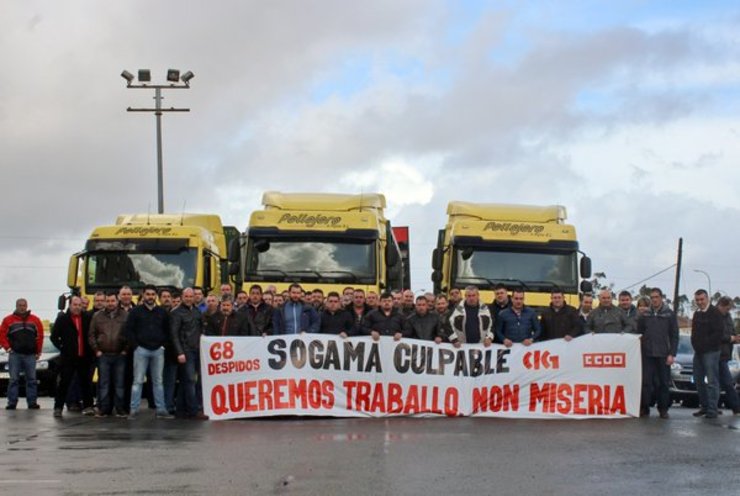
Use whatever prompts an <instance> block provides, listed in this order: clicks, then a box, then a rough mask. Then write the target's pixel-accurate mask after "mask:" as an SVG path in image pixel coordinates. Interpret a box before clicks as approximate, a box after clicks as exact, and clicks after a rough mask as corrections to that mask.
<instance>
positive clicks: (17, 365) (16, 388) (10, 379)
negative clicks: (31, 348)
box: [8, 351, 38, 406]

·····

▶ _DIRECTIONS FOR THIS TASK_
Among the records, find every line holding the word "instance" and copy it.

▶ _ANSWER AREA_
Use whatever prompts an <instance> block provides, listed in this order: clicks, then a box, then a rough mask. Then write the target's pixel-accurate mask after "mask:" as an SVG path in image pixel coordinates. Interpret a box before clicks as approximate, a box after clicks as exact, and clicks after a rough mask as corrections to that mask.
<instance>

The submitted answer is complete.